---------- Entries shown ----------
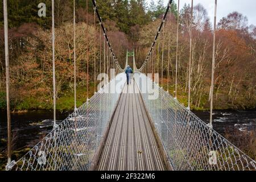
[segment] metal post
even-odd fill
[[[11,162],[11,113],[10,108],[10,67],[9,67],[9,46],[8,44],[8,15],[7,10],[7,1],[3,0],[3,20],[5,28],[5,67],[6,72],[6,102],[7,114],[7,164]]]
[[[53,122],[56,126],[56,79],[55,79],[55,36],[54,28],[54,0],[52,0],[52,77],[53,82]]]
[[[213,28],[213,46],[212,51],[212,80],[210,84],[210,125],[212,126],[212,110],[213,107],[213,90],[214,90],[214,77],[215,70],[215,39],[216,31],[216,16],[217,16],[217,0],[215,0],[214,8],[214,22]]]

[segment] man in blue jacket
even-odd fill
[[[128,65],[125,70],[125,73],[126,74],[127,84],[129,85],[129,82],[131,83],[131,74],[133,73],[133,69],[129,65]]]

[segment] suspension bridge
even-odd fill
[[[121,68],[96,3],[93,0],[92,2],[94,22],[97,15],[102,28],[101,33],[103,31],[105,38],[104,57],[106,44],[106,54],[110,56],[110,65],[117,71],[117,75],[110,81],[101,84],[100,89],[95,92],[92,97],[76,108],[60,124],[56,124],[55,115],[52,131],[19,160],[11,161],[9,148],[6,169],[255,170],[256,162],[216,132],[212,127],[212,120],[207,124],[199,119],[189,107],[185,107],[176,97],[173,97],[159,85],[156,81],[157,75],[151,74],[154,73],[155,64],[152,56],[153,49],[172,1],[169,2],[152,47],[139,69],[136,65],[134,52],[128,52],[125,67]],[[217,6],[217,1],[216,3]],[[4,6],[6,10],[6,1]],[[54,9],[52,11],[54,15]],[[7,11],[5,12],[6,26]],[[74,27],[75,12],[74,6]],[[9,69],[7,35],[5,32],[6,60]],[[53,85],[54,56],[53,54]],[[75,60],[75,53],[74,56]],[[127,85],[124,71],[130,56],[133,57],[134,73],[131,84]],[[214,57],[213,63],[214,65]],[[104,62],[104,71],[105,67]],[[75,74],[76,69],[74,72]],[[96,69],[94,73],[96,79]],[[7,79],[8,84],[9,73]],[[53,88],[55,89],[55,86]],[[213,90],[212,96],[212,93]],[[8,119],[10,122],[10,116]],[[10,126],[8,129],[10,136]]]

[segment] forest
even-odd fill
[[[46,16],[39,18],[38,5],[46,5]],[[0,109],[6,108],[5,62],[3,2],[0,2]],[[77,105],[94,93],[94,52],[102,63],[104,42],[91,1],[76,1]],[[163,1],[98,0],[97,6],[118,62],[124,66],[126,50],[134,49],[137,67],[144,62],[166,10]],[[11,105],[13,110],[51,109],[52,63],[50,0],[8,1]],[[220,7],[221,8],[221,7]],[[88,15],[86,16],[86,9]],[[155,49],[156,72],[160,73],[163,55],[163,77],[160,83],[174,95],[177,15],[179,13],[177,98],[187,105],[189,33],[192,35],[191,105],[193,109],[208,109],[212,59],[213,27],[206,9],[193,7],[189,28],[189,4],[174,3]],[[73,108],[73,1],[56,0],[56,68],[57,109]],[[191,31],[191,32],[189,32]],[[94,39],[97,41],[94,42]],[[214,108],[251,109],[256,106],[256,27],[239,12],[230,12],[217,24]],[[89,47],[89,48],[86,48]],[[86,61],[89,60],[90,73]],[[170,65],[168,67],[167,61]],[[103,67],[102,67],[103,68]],[[104,71],[99,70],[97,73]],[[170,78],[167,79],[169,69]],[[90,89],[86,82],[90,81]]]

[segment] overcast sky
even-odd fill
[[[147,0],[148,5],[151,0]],[[158,0],[154,0],[156,2]],[[164,0],[165,6],[169,0]],[[175,0],[177,3],[177,0]],[[207,10],[210,22],[213,23],[214,4],[215,0],[194,0],[194,6],[201,3]],[[185,3],[191,3],[191,0],[180,0],[180,7]],[[256,26],[256,1],[255,0],[218,0],[217,9],[217,22],[230,13],[237,11],[246,15],[248,18],[249,25],[253,24]]]

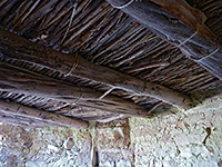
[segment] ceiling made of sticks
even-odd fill
[[[221,1],[188,2],[206,14],[206,26],[222,43]],[[78,52],[93,63],[163,85],[188,96],[222,86],[219,79],[188,59],[180,49],[162,40],[121,10],[112,8],[104,0],[2,0],[0,27],[33,42],[64,53],[73,53],[73,57]],[[69,80],[58,71],[42,69],[36,65],[21,61],[8,63],[99,91],[109,89],[81,78]],[[148,109],[160,102],[123,90],[113,90],[111,94]],[[0,97],[84,120],[110,121],[125,117],[26,94],[2,91]],[[168,105],[162,104],[162,108],[168,108]]]

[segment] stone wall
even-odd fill
[[[89,130],[0,125],[0,167],[90,167],[97,159],[100,167],[222,167],[222,98]]]
[[[222,99],[176,115],[130,121],[137,167],[221,167]]]
[[[0,126],[0,167],[89,167],[90,150],[87,130]]]

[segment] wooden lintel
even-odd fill
[[[114,7],[129,2],[107,1]],[[121,10],[179,47],[190,59],[222,80],[222,46],[205,26],[203,12],[192,8],[185,0],[133,1]]]
[[[17,124],[22,124],[24,119],[26,120],[24,122],[38,126],[74,127],[80,129],[87,129],[89,127],[88,121],[79,120],[75,118],[69,118],[53,112],[38,110],[12,101],[4,101],[1,99],[0,99],[0,114],[6,115],[7,121],[9,116],[14,116],[18,119],[10,118],[10,122],[11,120],[13,120],[12,122]],[[19,120],[20,117],[21,117],[21,122]]]
[[[0,90],[34,95],[108,112],[151,117],[149,110],[133,102],[110,95],[100,99],[102,94],[99,91],[53,80],[52,78],[36,72],[22,71],[22,69],[13,68],[13,66],[1,61]]]
[[[65,55],[51,48],[33,43],[22,37],[0,29],[0,57],[4,60],[21,60],[69,76],[79,77],[134,95],[149,96],[167,104],[190,108],[191,99],[183,94],[153,82],[118,72],[107,67],[97,66],[80,56]]]

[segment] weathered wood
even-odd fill
[[[0,62],[0,90],[34,95],[108,112],[151,117],[145,108],[133,102],[114,96],[100,99],[102,94],[99,91],[60,82],[34,72],[18,70],[2,62]]]
[[[47,112],[34,108],[26,107],[12,101],[4,101],[0,99],[0,114],[14,117],[23,117],[30,119],[30,124],[37,124],[39,126],[57,126],[57,127],[74,127],[80,129],[87,129],[89,127],[88,121],[83,121],[75,118],[64,117],[53,112]],[[18,120],[14,122],[19,124]]]
[[[129,0],[107,0],[122,6]],[[204,14],[184,0],[142,0],[121,9],[222,80],[222,47],[204,24]]]
[[[2,29],[0,29],[0,55],[3,59],[22,60],[57,70],[70,78],[80,77],[93,80],[114,89],[150,96],[185,109],[191,107],[191,99],[189,97],[172,89],[153,82],[144,82],[115,70],[93,65],[80,56],[73,57],[73,55],[58,52]]]

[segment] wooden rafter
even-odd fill
[[[1,121],[4,121],[6,118],[6,122],[13,122],[13,124],[21,124],[23,121],[30,126],[31,125],[57,126],[57,127],[62,126],[62,127],[74,127],[80,129],[87,129],[89,127],[88,121],[64,117],[53,112],[38,110],[12,101],[4,101],[1,99],[0,99],[0,115],[2,119]],[[18,119],[12,118],[11,116]],[[21,121],[19,118],[21,118]]]
[[[107,0],[124,7],[129,0]],[[222,47],[204,24],[205,16],[185,0],[142,0],[121,8],[162,39],[179,47],[189,58],[222,80]]]
[[[176,107],[190,108],[191,99],[153,82],[145,82],[115,70],[97,66],[80,56],[65,55],[0,29],[0,56],[4,60],[22,60],[135,95],[149,96]]]
[[[145,108],[133,102],[110,95],[100,99],[102,94],[99,91],[60,82],[36,72],[22,71],[4,62],[0,62],[0,90],[34,95],[108,112],[151,117]]]

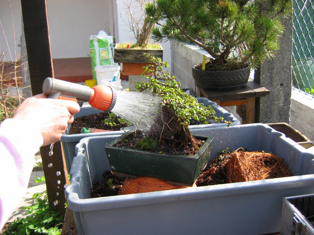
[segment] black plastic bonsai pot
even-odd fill
[[[250,76],[250,67],[227,71],[209,71],[198,70],[193,66],[192,74],[199,88],[208,91],[234,91],[246,85]]]

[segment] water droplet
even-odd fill
[[[48,153],[48,155],[51,157],[52,156],[53,154],[53,143],[52,143],[50,145],[50,151],[49,151],[49,153]]]

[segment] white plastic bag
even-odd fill
[[[96,66],[114,64],[113,37],[104,31],[100,31],[98,35],[91,35],[89,40],[93,79],[96,79]]]

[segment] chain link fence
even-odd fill
[[[293,0],[292,83],[314,94],[313,0]]]

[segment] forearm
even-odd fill
[[[38,130],[9,119],[0,126],[0,229],[23,198],[43,144]]]

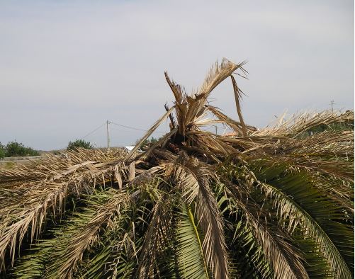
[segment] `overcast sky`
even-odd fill
[[[106,120],[147,129],[173,100],[165,70],[190,91],[223,57],[248,61],[248,124],[354,109],[354,1],[1,1],[0,142],[65,148]],[[211,97],[237,118],[229,79]],[[113,146],[143,133],[110,128]],[[85,140],[105,146],[104,126]]]

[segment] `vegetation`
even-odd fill
[[[38,156],[40,153],[31,147],[25,147],[22,142],[16,140],[9,142],[6,145],[0,142],[0,159],[23,156]]]
[[[130,153],[81,149],[0,173],[0,266],[19,278],[351,278],[354,121],[324,112],[258,130],[223,60]],[[230,79],[239,121],[209,105]],[[171,131],[137,150],[169,117]],[[237,136],[203,129],[215,123]],[[32,244],[32,245],[29,245]],[[18,256],[18,247],[20,247]],[[4,266],[7,268],[4,270]]]
[[[91,149],[94,147],[90,142],[86,142],[84,140],[76,140],[74,142],[69,142],[67,150],[77,150],[79,148],[85,149]]]
[[[5,156],[6,153],[5,147],[1,144],[1,142],[0,142],[0,159]]]

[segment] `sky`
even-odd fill
[[[223,57],[248,62],[237,81],[249,125],[332,100],[354,109],[354,11],[351,0],[0,0],[0,142],[104,147],[106,120],[147,130],[172,104],[164,71],[190,92]],[[230,79],[210,97],[237,119]],[[112,146],[144,134],[109,130]]]

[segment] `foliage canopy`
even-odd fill
[[[39,152],[32,147],[25,147],[22,142],[16,140],[9,142],[6,145],[0,142],[0,159],[4,157],[38,156]]]
[[[81,149],[0,171],[3,272],[352,278],[354,131],[300,135],[354,121],[354,113],[299,115],[261,130],[246,125],[235,79],[245,76],[244,64],[217,63],[191,94],[166,74],[174,105],[130,153]],[[208,101],[227,78],[239,121]],[[171,131],[137,152],[167,117]],[[203,130],[215,123],[235,137]]]
[[[67,150],[77,150],[79,148],[91,149],[94,147],[90,142],[86,142],[84,140],[76,140],[74,142],[69,142]]]

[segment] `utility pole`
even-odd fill
[[[333,113],[333,105],[334,105],[335,103],[334,102],[333,100],[332,100],[332,102],[330,102],[330,105],[332,106],[332,113]]]
[[[108,132],[108,124],[110,121],[106,120],[106,131],[107,131],[107,149],[110,150],[110,134]]]

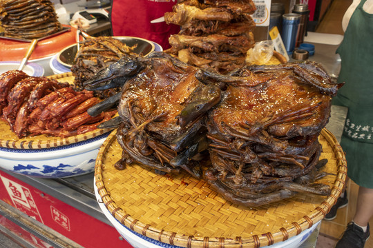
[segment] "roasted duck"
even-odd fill
[[[4,36],[39,39],[63,28],[49,0],[1,0],[0,25]]]
[[[317,174],[318,137],[341,85],[332,83],[320,65],[256,65],[201,76],[227,84],[207,125],[212,167],[205,178],[216,191],[247,206],[299,192],[329,194],[310,175]]]
[[[106,68],[123,56],[133,56],[135,46],[129,47],[113,37],[90,37],[80,41],[80,49],[74,58],[71,72],[74,74],[74,85],[77,90],[84,89],[83,82],[98,72]],[[97,92],[100,98],[106,98],[119,92],[120,89]]]
[[[100,100],[92,92],[75,91],[67,83],[29,76],[19,70],[0,75],[1,118],[19,138],[50,134],[66,137],[92,131],[115,112],[91,116],[87,110]]]
[[[118,167],[135,161],[157,171],[178,172],[182,168],[202,176],[198,163],[186,149],[195,144],[200,146],[195,151],[207,148],[203,117],[219,102],[220,89],[197,80],[197,70],[167,54],[153,52],[146,58],[122,59],[84,83],[89,90],[117,87],[118,81],[124,84],[117,107],[117,140],[124,149]],[[102,104],[97,106],[99,112]]]
[[[166,173],[182,168],[246,206],[300,192],[329,194],[315,183],[325,164],[318,137],[341,85],[320,65],[252,65],[223,75],[156,52],[116,65],[84,85],[124,84],[115,98],[119,118],[108,122],[119,127],[118,168],[134,161]],[[113,102],[105,105],[91,113]],[[211,163],[200,167],[196,158],[203,155]]]

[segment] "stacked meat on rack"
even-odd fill
[[[0,75],[1,117],[19,138],[67,137],[92,131],[115,114],[88,114],[87,109],[99,102],[92,92],[77,92],[67,83],[16,70]]]
[[[298,192],[329,194],[328,185],[314,183],[321,176],[318,138],[341,85],[319,64],[251,65],[221,74],[153,52],[122,59],[84,85],[93,90],[116,81],[124,84],[113,100],[119,116],[108,125],[118,127],[123,148],[117,168],[137,162],[158,172],[185,170],[246,206]]]
[[[42,38],[62,30],[49,0],[0,0],[0,25],[5,37],[21,39]]]
[[[172,12],[164,14],[167,23],[181,26],[171,35],[171,48],[190,65],[225,74],[245,64],[247,50],[254,45],[256,10],[251,0],[178,1]]]

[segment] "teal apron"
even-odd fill
[[[373,14],[363,10],[362,0],[350,20],[342,43],[338,83],[345,82],[333,104],[348,113],[341,142],[349,178],[373,188]]]

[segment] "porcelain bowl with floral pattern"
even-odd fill
[[[64,178],[94,171],[99,148],[109,132],[86,140],[41,149],[0,147],[0,167],[46,178]]]

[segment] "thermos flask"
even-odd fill
[[[288,54],[294,50],[300,17],[300,14],[296,13],[283,14],[283,33],[281,37]]]
[[[296,48],[303,43],[305,35],[307,33],[307,25],[309,19],[309,10],[308,4],[298,3],[294,6],[293,13],[300,14],[300,21],[299,23],[299,32],[296,37]]]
----------
Instructions for the task »
Write out unchanged the part of the records that opens with the line containing "[segment] ceiling made of sticks" and closes with the line containing "[[[0,126],[0,167],[89,167],[90,150],[87,130]]]", including both of those lines.

Exercise result »
[segment] ceiling made of sticks
even-odd fill
[[[221,1],[188,2],[206,14],[206,26],[222,43]],[[78,52],[93,63],[163,85],[188,96],[222,86],[219,79],[188,59],[180,49],[162,40],[121,10],[112,8],[104,0],[2,0],[0,27],[33,42],[64,53],[73,53],[73,57]],[[69,80],[58,71],[42,69],[36,65],[21,61],[8,63],[99,91],[109,89],[81,78]],[[148,109],[160,102],[123,90],[113,90],[111,94]],[[0,97],[84,120],[110,121],[125,117],[26,94],[2,91]],[[168,105],[162,104],[162,108],[168,108]]]

[segment] stone wall
even-odd fill
[[[89,130],[0,125],[0,167],[90,167],[97,159],[100,167],[222,167],[222,98]]]
[[[222,99],[176,115],[130,121],[137,167],[221,167]]]
[[[0,126],[0,167],[89,167],[90,150],[87,130]]]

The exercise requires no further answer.